TASK TO COMPLETE :: The following data has a line with "Target: chair leg" and a line with "Where can the cream". Write out exactly those lines and all the lines between them.

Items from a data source
· · · · ·

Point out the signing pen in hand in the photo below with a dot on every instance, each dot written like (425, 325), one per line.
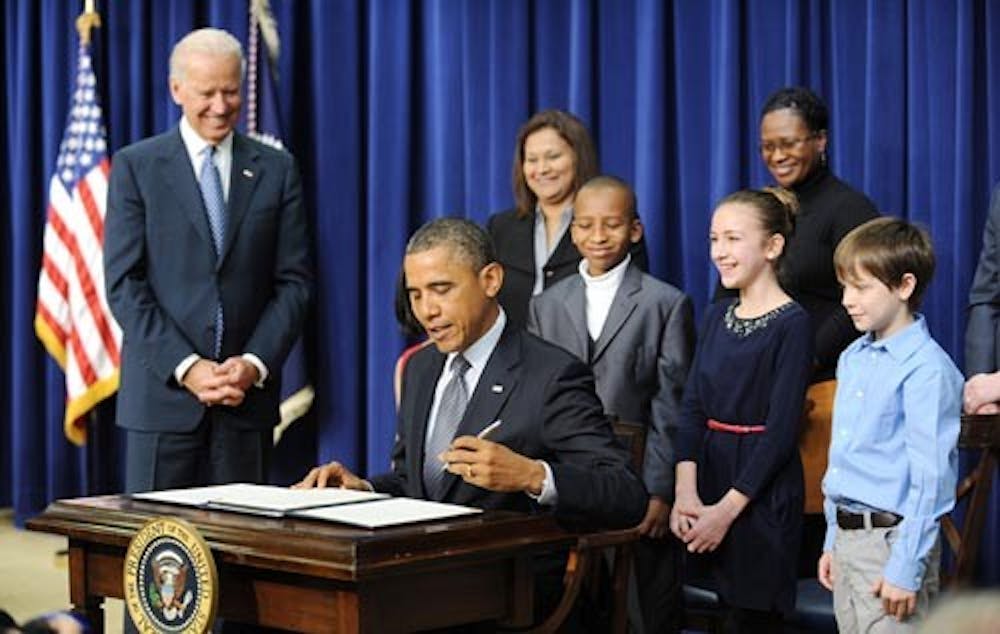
(481, 435)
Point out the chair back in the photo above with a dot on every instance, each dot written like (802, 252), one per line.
(814, 441)
(633, 437)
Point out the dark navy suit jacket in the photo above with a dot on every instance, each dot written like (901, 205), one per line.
(164, 279)
(546, 400)
(982, 335)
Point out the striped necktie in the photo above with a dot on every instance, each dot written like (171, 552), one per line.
(454, 398)
(215, 207)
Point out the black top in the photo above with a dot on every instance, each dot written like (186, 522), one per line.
(514, 241)
(828, 210)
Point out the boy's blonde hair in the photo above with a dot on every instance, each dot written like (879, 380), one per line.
(887, 249)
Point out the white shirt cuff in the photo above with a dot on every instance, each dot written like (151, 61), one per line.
(261, 368)
(549, 496)
(184, 366)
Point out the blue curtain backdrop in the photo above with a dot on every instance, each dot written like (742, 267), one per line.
(402, 111)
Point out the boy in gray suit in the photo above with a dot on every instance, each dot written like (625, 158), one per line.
(637, 334)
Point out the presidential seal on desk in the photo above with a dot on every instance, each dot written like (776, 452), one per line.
(171, 584)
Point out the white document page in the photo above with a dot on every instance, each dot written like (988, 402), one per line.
(259, 498)
(389, 512)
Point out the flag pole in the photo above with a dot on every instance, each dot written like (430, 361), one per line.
(89, 19)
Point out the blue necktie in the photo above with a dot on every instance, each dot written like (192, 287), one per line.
(454, 398)
(215, 206)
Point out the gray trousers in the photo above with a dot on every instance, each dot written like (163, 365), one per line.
(859, 556)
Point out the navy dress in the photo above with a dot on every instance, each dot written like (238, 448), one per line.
(751, 372)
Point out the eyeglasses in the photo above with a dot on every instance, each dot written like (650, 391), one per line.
(786, 146)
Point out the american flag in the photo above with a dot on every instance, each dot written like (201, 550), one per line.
(72, 318)
(264, 123)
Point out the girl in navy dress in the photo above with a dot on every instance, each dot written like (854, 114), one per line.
(739, 489)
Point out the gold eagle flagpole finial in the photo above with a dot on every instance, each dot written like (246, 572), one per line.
(89, 19)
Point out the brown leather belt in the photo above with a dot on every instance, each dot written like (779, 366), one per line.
(855, 521)
(715, 425)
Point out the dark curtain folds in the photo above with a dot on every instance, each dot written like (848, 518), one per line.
(402, 111)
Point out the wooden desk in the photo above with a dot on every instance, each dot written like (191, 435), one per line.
(313, 576)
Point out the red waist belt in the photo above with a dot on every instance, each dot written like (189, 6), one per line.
(735, 429)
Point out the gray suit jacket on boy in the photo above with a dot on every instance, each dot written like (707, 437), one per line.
(640, 360)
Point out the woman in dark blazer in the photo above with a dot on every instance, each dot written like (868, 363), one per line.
(553, 157)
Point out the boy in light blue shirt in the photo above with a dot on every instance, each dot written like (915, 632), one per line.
(893, 459)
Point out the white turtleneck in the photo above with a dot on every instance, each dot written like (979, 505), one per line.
(600, 292)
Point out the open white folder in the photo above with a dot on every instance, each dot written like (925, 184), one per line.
(258, 499)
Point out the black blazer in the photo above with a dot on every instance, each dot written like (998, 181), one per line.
(514, 240)
(546, 400)
(164, 279)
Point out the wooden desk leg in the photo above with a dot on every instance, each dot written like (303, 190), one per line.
(88, 605)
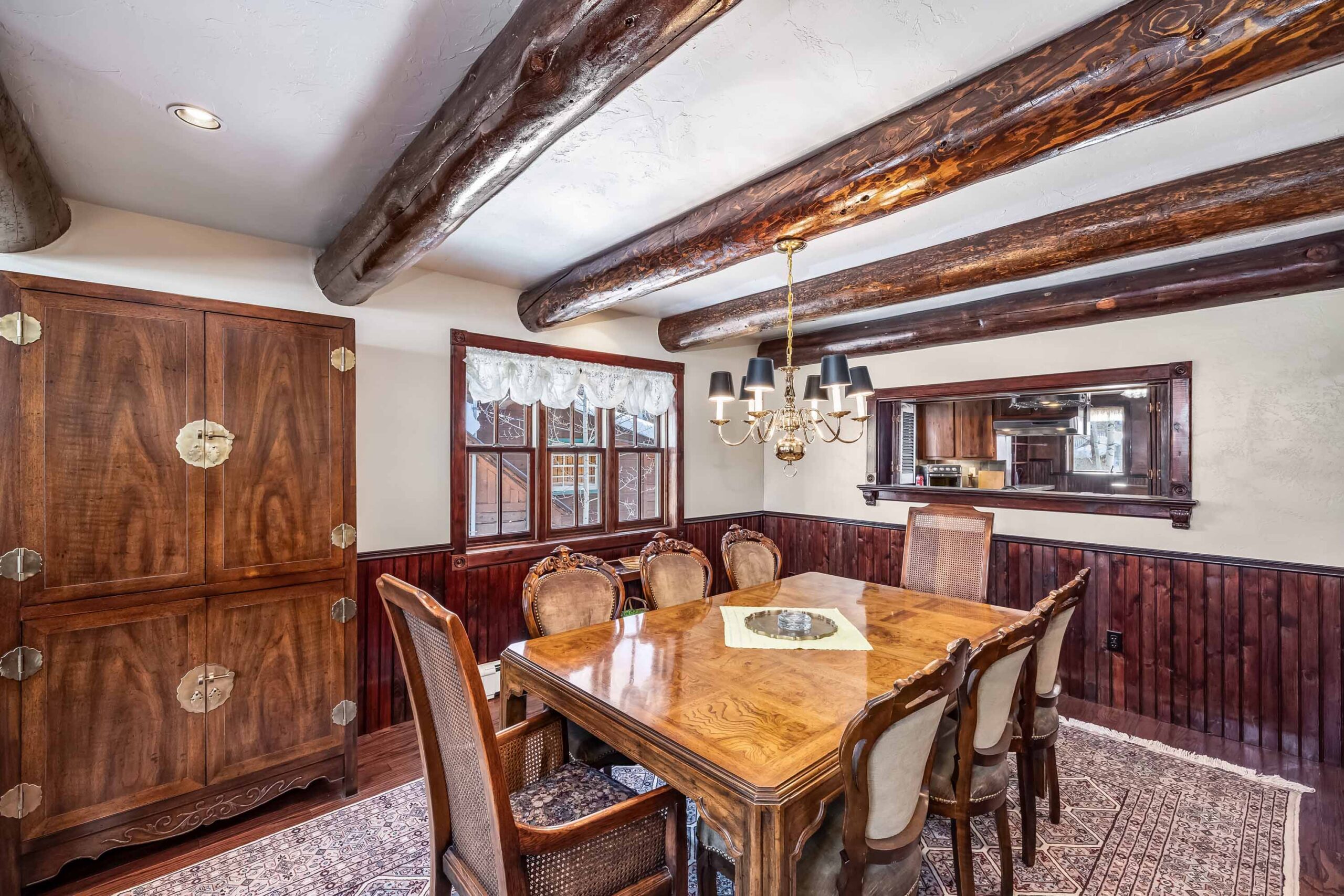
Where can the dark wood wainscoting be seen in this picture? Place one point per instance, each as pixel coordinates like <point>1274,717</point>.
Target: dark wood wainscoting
<point>1240,649</point>
<point>487,598</point>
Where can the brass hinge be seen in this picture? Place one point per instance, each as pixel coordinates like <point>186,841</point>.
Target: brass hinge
<point>20,565</point>
<point>343,712</point>
<point>20,328</point>
<point>20,801</point>
<point>20,662</point>
<point>343,535</point>
<point>343,359</point>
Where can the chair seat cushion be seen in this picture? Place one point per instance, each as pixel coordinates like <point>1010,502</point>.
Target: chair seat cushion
<point>569,793</point>
<point>819,866</point>
<point>1046,723</point>
<point>987,782</point>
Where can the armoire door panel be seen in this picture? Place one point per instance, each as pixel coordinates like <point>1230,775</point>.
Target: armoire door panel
<point>102,730</point>
<point>273,504</point>
<point>108,500</point>
<point>288,661</point>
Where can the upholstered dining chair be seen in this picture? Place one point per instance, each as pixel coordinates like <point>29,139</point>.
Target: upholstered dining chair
<point>971,762</point>
<point>1037,753</point>
<point>869,840</point>
<point>674,571</point>
<point>947,551</point>
<point>508,812</point>
<point>749,556</point>
<point>569,590</point>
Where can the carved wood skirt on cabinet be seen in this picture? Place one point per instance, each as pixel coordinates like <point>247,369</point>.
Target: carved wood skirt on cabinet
<point>176,632</point>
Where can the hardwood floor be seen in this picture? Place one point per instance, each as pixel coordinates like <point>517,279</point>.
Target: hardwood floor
<point>390,758</point>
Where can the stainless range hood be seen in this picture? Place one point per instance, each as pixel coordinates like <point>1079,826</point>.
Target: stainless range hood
<point>1070,425</point>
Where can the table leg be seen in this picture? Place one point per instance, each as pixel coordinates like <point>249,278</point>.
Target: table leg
<point>512,699</point>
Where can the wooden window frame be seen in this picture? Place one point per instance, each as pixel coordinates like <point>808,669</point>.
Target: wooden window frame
<point>1174,440</point>
<point>541,541</point>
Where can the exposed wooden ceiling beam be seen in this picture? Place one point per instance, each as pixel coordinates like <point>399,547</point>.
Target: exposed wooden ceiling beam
<point>1292,186</point>
<point>554,64</point>
<point>33,214</point>
<point>1265,272</point>
<point>1144,62</point>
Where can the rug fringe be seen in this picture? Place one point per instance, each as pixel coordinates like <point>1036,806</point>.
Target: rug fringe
<point>1199,760</point>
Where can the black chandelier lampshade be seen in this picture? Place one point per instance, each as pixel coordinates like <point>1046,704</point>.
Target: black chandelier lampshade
<point>859,383</point>
<point>721,386</point>
<point>761,375</point>
<point>835,371</point>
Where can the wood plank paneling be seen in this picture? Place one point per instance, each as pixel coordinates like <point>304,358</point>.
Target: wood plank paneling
<point>1244,649</point>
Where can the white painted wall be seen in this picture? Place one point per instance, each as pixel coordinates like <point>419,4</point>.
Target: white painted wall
<point>402,349</point>
<point>1268,429</point>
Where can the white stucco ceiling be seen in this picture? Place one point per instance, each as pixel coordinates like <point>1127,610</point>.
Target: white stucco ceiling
<point>320,96</point>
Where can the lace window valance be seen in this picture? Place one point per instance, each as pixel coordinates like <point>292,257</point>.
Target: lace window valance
<point>555,382</point>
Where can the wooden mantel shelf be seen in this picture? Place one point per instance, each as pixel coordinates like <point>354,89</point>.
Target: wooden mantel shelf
<point>1177,510</point>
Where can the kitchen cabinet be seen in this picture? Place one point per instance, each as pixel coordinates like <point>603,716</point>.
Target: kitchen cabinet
<point>951,430</point>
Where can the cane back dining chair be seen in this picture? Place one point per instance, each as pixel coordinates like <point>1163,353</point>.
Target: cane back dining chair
<point>749,556</point>
<point>508,813</point>
<point>674,571</point>
<point>1037,753</point>
<point>971,762</point>
<point>569,590</point>
<point>869,839</point>
<point>947,551</point>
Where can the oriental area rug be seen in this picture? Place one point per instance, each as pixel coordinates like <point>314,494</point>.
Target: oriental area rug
<point>1138,818</point>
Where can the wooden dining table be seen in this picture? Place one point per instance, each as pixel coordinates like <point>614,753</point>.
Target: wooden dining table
<point>749,735</point>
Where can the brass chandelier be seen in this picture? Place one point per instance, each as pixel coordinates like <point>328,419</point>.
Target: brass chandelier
<point>797,428</point>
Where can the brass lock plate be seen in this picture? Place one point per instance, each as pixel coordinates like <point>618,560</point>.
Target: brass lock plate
<point>205,688</point>
<point>205,444</point>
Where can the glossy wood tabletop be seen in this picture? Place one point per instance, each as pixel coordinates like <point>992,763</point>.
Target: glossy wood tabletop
<point>762,716</point>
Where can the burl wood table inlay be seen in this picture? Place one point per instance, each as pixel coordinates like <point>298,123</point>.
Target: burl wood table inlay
<point>749,735</point>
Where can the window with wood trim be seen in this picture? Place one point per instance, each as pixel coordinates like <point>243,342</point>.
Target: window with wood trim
<point>537,476</point>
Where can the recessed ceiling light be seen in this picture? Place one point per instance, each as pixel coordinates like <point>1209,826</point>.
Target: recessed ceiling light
<point>195,116</point>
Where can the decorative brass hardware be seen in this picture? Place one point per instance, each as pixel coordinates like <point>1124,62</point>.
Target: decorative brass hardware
<point>344,712</point>
<point>343,535</point>
<point>205,444</point>
<point>19,328</point>
<point>343,359</point>
<point>205,688</point>
<point>20,565</point>
<point>20,801</point>
<point>20,662</point>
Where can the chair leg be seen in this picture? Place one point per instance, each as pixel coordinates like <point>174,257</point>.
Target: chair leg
<point>1053,774</point>
<point>1006,886</point>
<point>1027,804</point>
<point>963,859</point>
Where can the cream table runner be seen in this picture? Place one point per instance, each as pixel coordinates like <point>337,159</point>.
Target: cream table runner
<point>736,633</point>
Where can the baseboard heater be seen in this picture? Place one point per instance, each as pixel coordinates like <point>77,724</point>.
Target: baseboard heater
<point>491,678</point>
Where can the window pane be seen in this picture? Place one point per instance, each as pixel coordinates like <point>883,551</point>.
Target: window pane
<point>515,493</point>
<point>588,491</point>
<point>483,496</point>
<point>624,429</point>
<point>627,487</point>
<point>558,422</point>
<point>648,430</point>
<point>562,491</point>
<point>512,424</point>
<point>585,421</point>
<point>651,487</point>
<point>480,422</point>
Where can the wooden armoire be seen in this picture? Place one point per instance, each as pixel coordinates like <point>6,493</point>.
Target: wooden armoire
<point>176,565</point>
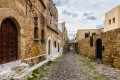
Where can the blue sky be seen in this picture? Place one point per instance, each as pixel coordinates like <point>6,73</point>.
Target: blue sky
<point>83,14</point>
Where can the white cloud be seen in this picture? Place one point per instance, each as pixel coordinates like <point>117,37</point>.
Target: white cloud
<point>96,9</point>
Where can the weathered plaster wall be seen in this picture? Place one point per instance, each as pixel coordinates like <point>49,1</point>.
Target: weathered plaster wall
<point>111,43</point>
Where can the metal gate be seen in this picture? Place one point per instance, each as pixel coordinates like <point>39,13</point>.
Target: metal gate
<point>99,49</point>
<point>8,41</point>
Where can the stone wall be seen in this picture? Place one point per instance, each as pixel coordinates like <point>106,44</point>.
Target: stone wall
<point>110,47</point>
<point>29,48</point>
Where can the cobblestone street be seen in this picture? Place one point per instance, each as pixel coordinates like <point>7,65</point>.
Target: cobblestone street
<point>73,66</point>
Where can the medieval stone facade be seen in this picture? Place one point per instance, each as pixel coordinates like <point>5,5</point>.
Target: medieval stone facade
<point>28,33</point>
<point>65,39</point>
<point>84,33</point>
<point>104,46</point>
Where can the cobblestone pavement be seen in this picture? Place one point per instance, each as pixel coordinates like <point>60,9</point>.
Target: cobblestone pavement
<point>72,66</point>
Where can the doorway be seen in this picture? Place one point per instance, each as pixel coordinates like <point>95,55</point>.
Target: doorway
<point>8,41</point>
<point>49,47</point>
<point>99,49</point>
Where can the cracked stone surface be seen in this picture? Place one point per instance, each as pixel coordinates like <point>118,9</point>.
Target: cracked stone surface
<point>72,66</point>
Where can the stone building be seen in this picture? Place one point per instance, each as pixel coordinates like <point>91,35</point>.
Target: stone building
<point>28,35</point>
<point>65,42</point>
<point>112,19</point>
<point>104,47</point>
<point>85,33</point>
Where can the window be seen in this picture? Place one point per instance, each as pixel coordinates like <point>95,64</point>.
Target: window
<point>113,20</point>
<point>109,21</point>
<point>42,36</point>
<point>36,33</point>
<point>93,34</point>
<point>86,35</point>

· · · · ·

TASK OUTPUT ::
Target: chair leg
<point>1053,774</point>
<point>1006,886</point>
<point>1027,804</point>
<point>963,859</point>
Where can the cream table runner be seen in this picture? Place one point per instance, each as pixel coordinates like <point>337,159</point>.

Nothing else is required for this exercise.